Bereits 2018 wurde die Verfilmung des preisgekrönten Romans The Narrow Road to the Deep North von Richard Flanagan angekündigt. Dennoch sollten sieben Jahre vergehen, bis die erschütternde Geschichte über einen Soldaten, der seiner Zeit in einem japanischen Kriegsgefangenenlager in Thailand während des Zweiten Weltkriegs nicht entkommen kann, nun in Form einer Miniserie das Licht der Welt erblickt.
The Narrow Road to the Deep Sea läuft auf der Berlinale 2025 und entführt in ein düsteres Kapitel der Menschheitsgeschichte, das nach dem Schauen noch lange beschäftigt. Das liegt nicht nur an einer genialen Darsteller-Kombination, sondern auch der starken Inszenierung von The Order-Regisseur Justin Kurzel, der der Grausamkeit durch ein berührendes Erinnerungsgeflecht unerwartete Schönheit gegenüberstellt.
Vom Kriegsgefangenen zum Chirurgen: Das ist die Geschichte von The Narrow Road to the Deep Sea
The Narrow Road to the Deep Sea beginnt mit den Silhouetten von Soldaten vor orange-bräunlich glühendem Hintergrund. Im Kino haben wir dieses Bild schon oft gesehen, von Apocalypse Now bis 1917. Das hier ist aber keine Kriegsserie, die das Vermächtnis von Band of Brothers und Co. weiterträgt. Die von Shaun Grant (Mindhunter) geschriebene Adaption interessiert sich mehr für die Zeit vor und nach den Schützengräben.
Zuerst lernen wir den australischen Soldaten Dorrigo Evans (Jacob Elordi) im Jahr 1943 kennen, wo er in Gefangenschaft mit seinen Kameraden unter unmenschlichen Bedingungen den Bau der Thailand-Burma-Eisenbahnstrecke vorantreibt. Das Leid und die Erschöpfung steht den Männern ins Gesicht geschrieben. Ihre Körper sind gezeichnet von der harten Arbeit und hüllen sich in einen Kokon aus Schlamm und Dreck.
In seinen Erinnerungen flüchtet sich Dorrigo in die Zeit vor dem Krieg, wo er eine Affäre mit der Frau seines Onkels hatte. Jedes Mal, wenn Amy Mulvaney (Odessa Young) in einer der lichtdurchfluteten Aufnahmen auftaucht, vergisst er kurz das Grauen und eine völlig andere Welt kommt zum Vorschein. Frei von Zweifeln ist diese allerdings auch nicht – genauso wie der Handlungsstrang, der sich 1989 in Australien entfaltet.
Dorrigo (nun gespielt von Ciarán Hinds) ist vom Kriegsveteranen zum Star-Chirurgen geworden und steht vor der Veröffentlichung seiner Memoiren. Gedankenverloren blickt er durch unnatürlich stille und sterile Räume, die sich kaum mehr vom schwülen Dschungel unterscheiden könnten. Kurzel verwebt alle Zeitebenen trotzdem geschickt durch fließende Bildübergange, die Dorrigo zurück in den Albtraum bringen.

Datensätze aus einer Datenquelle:
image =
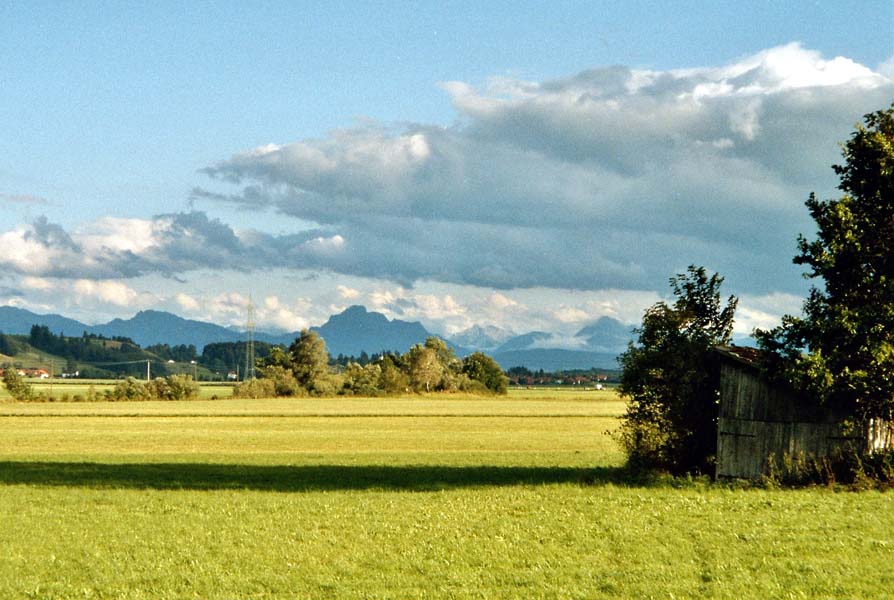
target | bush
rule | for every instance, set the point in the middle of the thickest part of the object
(172, 387)
(284, 382)
(16, 385)
(175, 387)
(671, 381)
(482, 368)
(255, 388)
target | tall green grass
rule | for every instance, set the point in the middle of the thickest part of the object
(400, 498)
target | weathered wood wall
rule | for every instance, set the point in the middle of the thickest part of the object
(757, 420)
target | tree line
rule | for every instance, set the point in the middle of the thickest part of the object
(839, 353)
(304, 370)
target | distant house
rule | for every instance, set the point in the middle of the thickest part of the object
(758, 419)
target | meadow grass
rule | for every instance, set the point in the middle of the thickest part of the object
(438, 497)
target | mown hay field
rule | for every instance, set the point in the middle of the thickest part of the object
(438, 497)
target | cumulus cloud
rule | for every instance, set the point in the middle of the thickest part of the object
(172, 244)
(614, 177)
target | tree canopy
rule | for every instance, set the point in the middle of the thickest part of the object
(670, 378)
(842, 349)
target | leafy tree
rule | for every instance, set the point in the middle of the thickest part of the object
(392, 379)
(309, 360)
(16, 385)
(425, 370)
(362, 380)
(483, 368)
(842, 349)
(670, 379)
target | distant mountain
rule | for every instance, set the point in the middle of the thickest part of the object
(526, 341)
(357, 330)
(351, 332)
(555, 359)
(484, 338)
(18, 321)
(606, 335)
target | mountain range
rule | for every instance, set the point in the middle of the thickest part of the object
(357, 330)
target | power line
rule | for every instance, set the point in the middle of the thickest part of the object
(250, 345)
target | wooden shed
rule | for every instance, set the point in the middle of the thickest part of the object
(758, 420)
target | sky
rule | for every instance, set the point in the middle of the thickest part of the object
(523, 165)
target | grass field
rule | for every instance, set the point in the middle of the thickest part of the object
(400, 498)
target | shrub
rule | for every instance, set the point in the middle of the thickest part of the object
(672, 382)
(255, 388)
(16, 385)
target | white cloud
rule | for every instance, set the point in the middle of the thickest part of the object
(610, 178)
(111, 292)
(187, 302)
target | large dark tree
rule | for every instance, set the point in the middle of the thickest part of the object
(670, 378)
(309, 359)
(842, 348)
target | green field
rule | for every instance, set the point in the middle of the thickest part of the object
(436, 497)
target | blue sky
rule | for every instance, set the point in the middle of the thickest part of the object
(419, 158)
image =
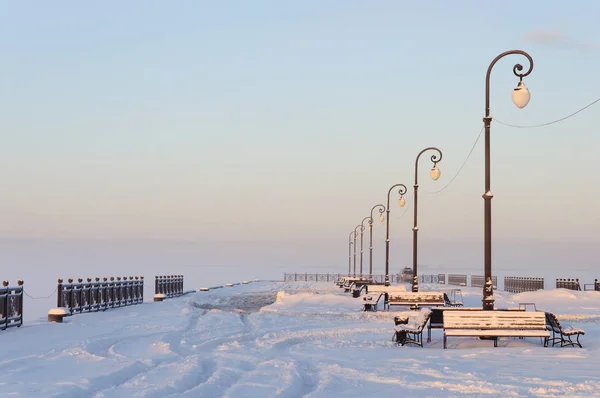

[AUFGABEN]:
1. Wer hat laut der Serienkritik die Adaption geschrieben?
2. Bitte entnimm der Serienkritik den Abschnitt von „Vom Kriegsgefangenen zum“ bis „nach den Schützengräben.“ wortgetreu.
3. Nenne alle Schauspielerinnen und Schauspieler, die in der Serienkritik namentlich vorkommen.

[LÖSUNGEN]:
1. Shaun Grant

2.
Vom Kriegsgefangenen zum Chirurgen: Das ist die Geschichte von The Narrow Road to the Deep Sea
The Narrow Road to the Deep Sea beginnt mit den Silhouetten von Soldaten vor orange-bräunlich glühendem Hintergrund. Im Kino haben wir dieses Bild schon oft gesehen, von Apocalypse Now bis 1917. Das hier ist aber keine Kriegsserie, die das Vermächtnis von Band of Brothers und Co. weiterträgt. Die von Shaun Grant (Mindhunter) geschriebene Adaption interessiert sich mehr für die Zeit vor und nach den Schützengräben.

3. Jacob Elordi, Odessa Young, Ciarán Hinds